* Exercises *
**A.** According to the Portugal bailout article, who is the IMF mission chief for Portugal?
**B.** Transcribe the Portugal bailout article word for word, everything from "LISBON, Portugal (AP)" down to "eurozone's fiscal problems.".
**C.** Decide whether each statement agrees with the Portugal bailout article, answering yes or no and quoting the words that settle it: (i) Portugal's bailout package totals euro78 billion. (ii) The timetable of measures attached to the loan runs through 2015. (iii) The latest disbursement to Portugal is almost euro4 billion.

* Source document *
»»
LISBON, Portugal (AP) — Portugal should get the next installment of its euro78 billion ($107 billion) bailout package because it is expected to meet its debt-cutting targets this year, a report from the International Monetary Fund said Tuesday.
Portugal asked for a rescue earlier this year as it slid towards bankruptcy and stoked investor fears about the wider eurozone's fiscal problems.
Its European partners and the International Monetary Fund agreed to lend it money on condition it met a strict timetable of measures, including austerity packages and economic reforms, through 2013.
In its first review of the country's austerity program, the IMF said the country is due to meet its end-August fiscal targets. It said the country would receive almost euro4 billion in the latest disbursement.
The IMF mission chief for Portugal, Poul Thomsen, told reporters on a conference call that there had been "some slippage" in meeting fiscal targets for 2011 "but the government has been quick to identify the corrective measures needed."
Thomsen also said the banking sector needs to build up capital so that it can make loans to the private sector and provide "the oxygen needed to create jobs and promote growth."
««
* Location labeling items *
»»
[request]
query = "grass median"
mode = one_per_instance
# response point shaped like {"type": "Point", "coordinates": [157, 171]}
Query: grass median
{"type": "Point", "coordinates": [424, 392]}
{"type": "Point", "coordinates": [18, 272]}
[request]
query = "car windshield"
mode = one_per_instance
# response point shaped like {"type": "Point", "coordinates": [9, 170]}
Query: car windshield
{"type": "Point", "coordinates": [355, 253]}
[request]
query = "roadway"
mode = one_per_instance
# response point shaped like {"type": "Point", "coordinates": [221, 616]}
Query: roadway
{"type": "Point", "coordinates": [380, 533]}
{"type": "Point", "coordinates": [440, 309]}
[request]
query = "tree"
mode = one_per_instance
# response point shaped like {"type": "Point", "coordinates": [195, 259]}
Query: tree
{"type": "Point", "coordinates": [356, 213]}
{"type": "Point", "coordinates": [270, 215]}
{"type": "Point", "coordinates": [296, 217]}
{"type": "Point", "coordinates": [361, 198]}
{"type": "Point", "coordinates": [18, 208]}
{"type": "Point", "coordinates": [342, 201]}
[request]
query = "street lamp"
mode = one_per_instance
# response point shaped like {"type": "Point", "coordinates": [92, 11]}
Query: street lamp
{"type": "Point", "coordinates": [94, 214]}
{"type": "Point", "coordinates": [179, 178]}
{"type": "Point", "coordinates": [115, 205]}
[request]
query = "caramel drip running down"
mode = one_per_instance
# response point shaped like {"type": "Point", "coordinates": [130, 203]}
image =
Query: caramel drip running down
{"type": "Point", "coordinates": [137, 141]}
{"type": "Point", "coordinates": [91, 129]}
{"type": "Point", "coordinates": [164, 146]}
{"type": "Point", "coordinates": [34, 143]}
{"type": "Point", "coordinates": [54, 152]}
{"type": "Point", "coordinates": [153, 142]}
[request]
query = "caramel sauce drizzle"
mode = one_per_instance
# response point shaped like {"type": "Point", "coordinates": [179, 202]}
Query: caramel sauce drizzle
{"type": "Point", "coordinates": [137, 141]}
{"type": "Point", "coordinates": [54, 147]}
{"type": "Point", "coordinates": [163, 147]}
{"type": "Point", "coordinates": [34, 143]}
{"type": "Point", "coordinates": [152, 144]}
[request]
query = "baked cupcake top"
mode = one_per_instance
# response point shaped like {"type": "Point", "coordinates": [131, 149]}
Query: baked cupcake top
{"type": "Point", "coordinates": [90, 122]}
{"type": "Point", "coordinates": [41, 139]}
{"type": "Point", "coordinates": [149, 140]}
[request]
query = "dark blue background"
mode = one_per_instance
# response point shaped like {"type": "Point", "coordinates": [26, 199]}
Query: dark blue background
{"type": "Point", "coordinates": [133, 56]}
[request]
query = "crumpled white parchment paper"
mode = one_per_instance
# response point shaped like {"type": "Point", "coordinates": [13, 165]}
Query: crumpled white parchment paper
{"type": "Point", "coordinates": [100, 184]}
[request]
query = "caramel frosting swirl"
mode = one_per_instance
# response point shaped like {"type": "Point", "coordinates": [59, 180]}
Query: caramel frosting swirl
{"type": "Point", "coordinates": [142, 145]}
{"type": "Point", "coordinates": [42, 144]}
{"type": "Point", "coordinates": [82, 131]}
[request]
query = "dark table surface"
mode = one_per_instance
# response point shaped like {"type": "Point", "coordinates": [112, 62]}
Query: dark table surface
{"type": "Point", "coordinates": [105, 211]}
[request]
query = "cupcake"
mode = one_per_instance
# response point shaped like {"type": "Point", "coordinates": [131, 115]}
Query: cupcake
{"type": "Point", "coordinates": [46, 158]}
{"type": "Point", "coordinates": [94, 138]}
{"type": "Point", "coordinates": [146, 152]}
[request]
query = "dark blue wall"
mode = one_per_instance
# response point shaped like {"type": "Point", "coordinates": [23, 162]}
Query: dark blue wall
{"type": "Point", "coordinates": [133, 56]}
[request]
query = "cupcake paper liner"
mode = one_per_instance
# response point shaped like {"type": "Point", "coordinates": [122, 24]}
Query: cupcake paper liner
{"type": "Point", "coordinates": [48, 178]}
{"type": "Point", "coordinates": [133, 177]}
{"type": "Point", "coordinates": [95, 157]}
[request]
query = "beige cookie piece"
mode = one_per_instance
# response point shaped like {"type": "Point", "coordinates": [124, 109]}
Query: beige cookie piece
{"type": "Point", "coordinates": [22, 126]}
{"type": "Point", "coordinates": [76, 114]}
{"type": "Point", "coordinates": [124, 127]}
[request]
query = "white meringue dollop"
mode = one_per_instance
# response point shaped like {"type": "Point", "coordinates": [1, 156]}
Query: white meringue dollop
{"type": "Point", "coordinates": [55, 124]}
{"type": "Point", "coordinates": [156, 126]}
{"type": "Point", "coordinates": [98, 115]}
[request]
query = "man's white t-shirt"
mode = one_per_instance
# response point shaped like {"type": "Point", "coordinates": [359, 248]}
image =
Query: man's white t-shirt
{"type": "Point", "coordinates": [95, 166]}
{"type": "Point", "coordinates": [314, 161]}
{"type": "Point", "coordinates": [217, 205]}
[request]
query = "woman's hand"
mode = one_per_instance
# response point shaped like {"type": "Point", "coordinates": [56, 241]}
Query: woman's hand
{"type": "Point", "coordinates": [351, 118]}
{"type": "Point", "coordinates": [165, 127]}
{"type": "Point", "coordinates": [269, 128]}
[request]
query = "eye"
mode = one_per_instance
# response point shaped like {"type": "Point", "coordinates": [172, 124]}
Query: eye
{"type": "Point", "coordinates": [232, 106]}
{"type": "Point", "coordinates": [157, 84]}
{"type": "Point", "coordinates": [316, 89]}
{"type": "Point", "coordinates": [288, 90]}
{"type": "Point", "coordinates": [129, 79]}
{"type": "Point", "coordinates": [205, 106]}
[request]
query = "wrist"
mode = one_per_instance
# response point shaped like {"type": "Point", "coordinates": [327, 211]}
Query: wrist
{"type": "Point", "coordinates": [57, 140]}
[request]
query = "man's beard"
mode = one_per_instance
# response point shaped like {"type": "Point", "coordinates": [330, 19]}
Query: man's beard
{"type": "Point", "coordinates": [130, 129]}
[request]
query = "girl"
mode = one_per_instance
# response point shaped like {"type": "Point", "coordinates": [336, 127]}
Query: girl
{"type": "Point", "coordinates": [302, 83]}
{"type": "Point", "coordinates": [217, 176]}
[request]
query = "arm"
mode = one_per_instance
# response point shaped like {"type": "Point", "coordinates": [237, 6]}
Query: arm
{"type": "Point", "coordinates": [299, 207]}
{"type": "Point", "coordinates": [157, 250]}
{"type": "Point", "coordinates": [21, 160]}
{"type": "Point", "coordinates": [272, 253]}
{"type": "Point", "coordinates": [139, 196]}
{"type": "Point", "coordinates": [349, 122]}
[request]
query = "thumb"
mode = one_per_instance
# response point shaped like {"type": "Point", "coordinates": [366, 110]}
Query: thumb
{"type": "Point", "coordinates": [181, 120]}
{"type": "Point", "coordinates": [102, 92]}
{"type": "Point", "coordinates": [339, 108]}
««
* Complete answers *
**A.** Poul Thomsen

**B.**
LISBON, Portugal (AP) — Portugal should get the next installment of its euro78 billion ($107 billion) bailout package because it is expected to meet its debt-cutting targets this year, a report from the International Monetary Fund said Tuesday.
Portugal asked for a rescue earlier this year as it slid towards bankruptcy and stoked investor fears about the wider eurozone's fiscal problems.

**C.**
(i) Yes: "its euro78 billion ($107 billion) bailout package"
(ii) No: "a strict timetable of measures, including austerity packages and economic reforms, through 2013"
(iii) Yes: "the country would receive almost euro4 billion in the latest disbursement"